Data items:
────

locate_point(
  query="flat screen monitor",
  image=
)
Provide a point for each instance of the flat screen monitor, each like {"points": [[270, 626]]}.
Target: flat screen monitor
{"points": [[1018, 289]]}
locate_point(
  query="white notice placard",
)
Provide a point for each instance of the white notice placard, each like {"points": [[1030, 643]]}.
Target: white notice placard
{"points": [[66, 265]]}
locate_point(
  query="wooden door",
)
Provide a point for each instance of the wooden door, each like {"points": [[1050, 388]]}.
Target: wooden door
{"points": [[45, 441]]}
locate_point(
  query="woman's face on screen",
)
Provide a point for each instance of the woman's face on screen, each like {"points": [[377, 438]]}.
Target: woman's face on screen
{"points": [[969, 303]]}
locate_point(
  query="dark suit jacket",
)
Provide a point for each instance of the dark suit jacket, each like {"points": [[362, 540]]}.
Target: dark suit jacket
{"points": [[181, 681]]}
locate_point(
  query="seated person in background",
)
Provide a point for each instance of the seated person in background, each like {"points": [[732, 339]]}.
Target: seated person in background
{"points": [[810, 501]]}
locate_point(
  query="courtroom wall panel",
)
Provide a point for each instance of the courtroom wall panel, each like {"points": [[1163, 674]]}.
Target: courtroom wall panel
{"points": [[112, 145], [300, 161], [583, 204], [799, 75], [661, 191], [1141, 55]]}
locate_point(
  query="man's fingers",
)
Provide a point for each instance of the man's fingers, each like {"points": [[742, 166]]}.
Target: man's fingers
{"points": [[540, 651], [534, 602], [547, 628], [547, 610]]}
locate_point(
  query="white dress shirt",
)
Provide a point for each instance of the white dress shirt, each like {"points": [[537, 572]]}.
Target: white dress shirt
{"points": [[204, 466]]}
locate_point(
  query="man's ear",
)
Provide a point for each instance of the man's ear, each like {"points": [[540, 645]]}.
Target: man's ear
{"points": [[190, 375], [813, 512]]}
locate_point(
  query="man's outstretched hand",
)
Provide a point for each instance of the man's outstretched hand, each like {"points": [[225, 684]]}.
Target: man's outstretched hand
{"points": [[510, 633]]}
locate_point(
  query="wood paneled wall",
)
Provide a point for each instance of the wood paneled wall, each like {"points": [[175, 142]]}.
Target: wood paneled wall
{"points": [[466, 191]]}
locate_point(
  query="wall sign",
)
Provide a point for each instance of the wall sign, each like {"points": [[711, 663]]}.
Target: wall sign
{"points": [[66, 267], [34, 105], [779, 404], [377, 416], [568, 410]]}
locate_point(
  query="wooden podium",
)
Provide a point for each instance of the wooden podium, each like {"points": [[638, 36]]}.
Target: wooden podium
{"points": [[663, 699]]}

────

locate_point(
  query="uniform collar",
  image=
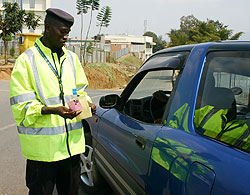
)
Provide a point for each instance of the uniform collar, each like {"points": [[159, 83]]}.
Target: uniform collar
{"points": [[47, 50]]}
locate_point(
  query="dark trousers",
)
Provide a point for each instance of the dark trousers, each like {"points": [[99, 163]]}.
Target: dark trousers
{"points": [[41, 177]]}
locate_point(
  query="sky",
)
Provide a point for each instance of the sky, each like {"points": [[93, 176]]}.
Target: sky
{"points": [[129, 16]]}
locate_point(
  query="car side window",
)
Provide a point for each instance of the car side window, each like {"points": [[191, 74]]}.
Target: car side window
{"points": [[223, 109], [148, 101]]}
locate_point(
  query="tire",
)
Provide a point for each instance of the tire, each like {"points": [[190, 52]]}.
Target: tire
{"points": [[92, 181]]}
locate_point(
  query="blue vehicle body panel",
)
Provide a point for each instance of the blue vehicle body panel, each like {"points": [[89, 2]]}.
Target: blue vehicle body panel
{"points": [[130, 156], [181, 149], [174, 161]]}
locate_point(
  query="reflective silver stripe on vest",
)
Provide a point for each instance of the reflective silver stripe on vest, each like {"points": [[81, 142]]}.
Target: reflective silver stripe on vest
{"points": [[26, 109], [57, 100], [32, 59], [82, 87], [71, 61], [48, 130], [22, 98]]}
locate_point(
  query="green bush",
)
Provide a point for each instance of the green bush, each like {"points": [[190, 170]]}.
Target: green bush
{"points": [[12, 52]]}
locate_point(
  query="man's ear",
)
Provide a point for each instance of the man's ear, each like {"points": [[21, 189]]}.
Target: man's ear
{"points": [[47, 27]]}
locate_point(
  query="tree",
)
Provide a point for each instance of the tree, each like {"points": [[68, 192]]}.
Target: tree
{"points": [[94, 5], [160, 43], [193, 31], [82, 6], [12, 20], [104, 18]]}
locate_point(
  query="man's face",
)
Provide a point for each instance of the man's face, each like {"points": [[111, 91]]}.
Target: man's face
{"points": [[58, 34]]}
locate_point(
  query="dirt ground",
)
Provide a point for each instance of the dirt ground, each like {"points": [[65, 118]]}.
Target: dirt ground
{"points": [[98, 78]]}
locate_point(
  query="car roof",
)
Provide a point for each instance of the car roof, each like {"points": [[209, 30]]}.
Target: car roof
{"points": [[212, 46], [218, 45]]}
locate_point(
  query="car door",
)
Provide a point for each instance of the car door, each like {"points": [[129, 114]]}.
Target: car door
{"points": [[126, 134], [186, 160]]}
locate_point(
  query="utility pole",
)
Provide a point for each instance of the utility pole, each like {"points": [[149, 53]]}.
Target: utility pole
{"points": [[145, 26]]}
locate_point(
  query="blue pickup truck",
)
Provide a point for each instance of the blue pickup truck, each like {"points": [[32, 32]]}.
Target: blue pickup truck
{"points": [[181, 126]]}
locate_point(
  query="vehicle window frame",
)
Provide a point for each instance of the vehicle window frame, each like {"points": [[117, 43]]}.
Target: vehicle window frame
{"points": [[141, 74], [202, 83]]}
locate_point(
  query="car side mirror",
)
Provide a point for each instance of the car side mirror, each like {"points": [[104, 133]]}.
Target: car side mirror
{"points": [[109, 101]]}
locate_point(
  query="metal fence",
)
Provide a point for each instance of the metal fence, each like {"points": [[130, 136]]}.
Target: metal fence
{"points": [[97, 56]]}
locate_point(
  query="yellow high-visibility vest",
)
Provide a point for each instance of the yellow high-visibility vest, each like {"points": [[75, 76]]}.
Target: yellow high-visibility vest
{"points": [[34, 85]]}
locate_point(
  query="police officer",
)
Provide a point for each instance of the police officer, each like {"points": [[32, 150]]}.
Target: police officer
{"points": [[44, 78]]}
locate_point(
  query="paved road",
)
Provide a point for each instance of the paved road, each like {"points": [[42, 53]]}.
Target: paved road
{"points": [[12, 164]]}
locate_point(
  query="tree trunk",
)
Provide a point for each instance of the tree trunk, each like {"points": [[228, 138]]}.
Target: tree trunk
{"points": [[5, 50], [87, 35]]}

────

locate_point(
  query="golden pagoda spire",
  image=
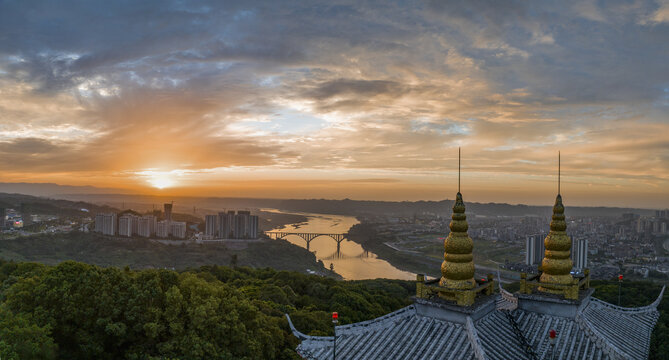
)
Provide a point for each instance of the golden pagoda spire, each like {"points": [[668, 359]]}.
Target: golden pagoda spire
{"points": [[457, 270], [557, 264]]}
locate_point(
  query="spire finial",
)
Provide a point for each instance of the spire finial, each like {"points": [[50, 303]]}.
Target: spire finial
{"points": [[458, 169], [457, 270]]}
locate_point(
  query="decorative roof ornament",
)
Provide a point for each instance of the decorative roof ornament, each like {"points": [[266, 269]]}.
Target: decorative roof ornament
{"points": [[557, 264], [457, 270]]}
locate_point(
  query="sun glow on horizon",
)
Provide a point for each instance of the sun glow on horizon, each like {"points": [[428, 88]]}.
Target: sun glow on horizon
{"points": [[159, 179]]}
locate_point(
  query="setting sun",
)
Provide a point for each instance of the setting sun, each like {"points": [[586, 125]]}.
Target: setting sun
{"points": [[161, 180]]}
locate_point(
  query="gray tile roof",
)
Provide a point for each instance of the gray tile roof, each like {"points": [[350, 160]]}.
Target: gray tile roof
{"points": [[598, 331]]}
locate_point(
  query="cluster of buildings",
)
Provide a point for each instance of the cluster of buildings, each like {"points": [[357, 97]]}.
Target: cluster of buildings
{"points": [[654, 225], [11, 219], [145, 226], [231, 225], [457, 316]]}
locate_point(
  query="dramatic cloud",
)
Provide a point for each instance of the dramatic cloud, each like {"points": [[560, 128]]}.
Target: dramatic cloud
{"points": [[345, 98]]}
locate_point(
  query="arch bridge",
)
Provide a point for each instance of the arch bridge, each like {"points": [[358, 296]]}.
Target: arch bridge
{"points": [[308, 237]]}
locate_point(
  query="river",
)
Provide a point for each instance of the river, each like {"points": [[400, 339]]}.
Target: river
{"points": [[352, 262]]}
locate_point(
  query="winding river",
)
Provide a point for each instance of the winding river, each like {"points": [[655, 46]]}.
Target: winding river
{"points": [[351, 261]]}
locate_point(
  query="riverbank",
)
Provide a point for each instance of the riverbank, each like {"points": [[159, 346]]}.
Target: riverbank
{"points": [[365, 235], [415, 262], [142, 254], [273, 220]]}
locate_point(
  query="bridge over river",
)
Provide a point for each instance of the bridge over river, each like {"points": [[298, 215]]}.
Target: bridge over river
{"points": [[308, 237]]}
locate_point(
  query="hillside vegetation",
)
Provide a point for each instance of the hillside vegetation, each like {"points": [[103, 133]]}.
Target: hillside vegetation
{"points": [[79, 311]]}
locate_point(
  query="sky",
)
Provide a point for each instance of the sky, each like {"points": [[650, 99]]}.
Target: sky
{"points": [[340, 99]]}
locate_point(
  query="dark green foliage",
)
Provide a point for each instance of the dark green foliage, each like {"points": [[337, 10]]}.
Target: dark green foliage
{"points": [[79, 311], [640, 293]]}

────

Task statement: Filter the data items above down to the lines that contain the string "arch", and copy each of those lines.

The response:
  query="arch bridge",
Provide a point for each instance of the arch bridge, each like {"points": [[358, 296]]}.
Target: arch bridge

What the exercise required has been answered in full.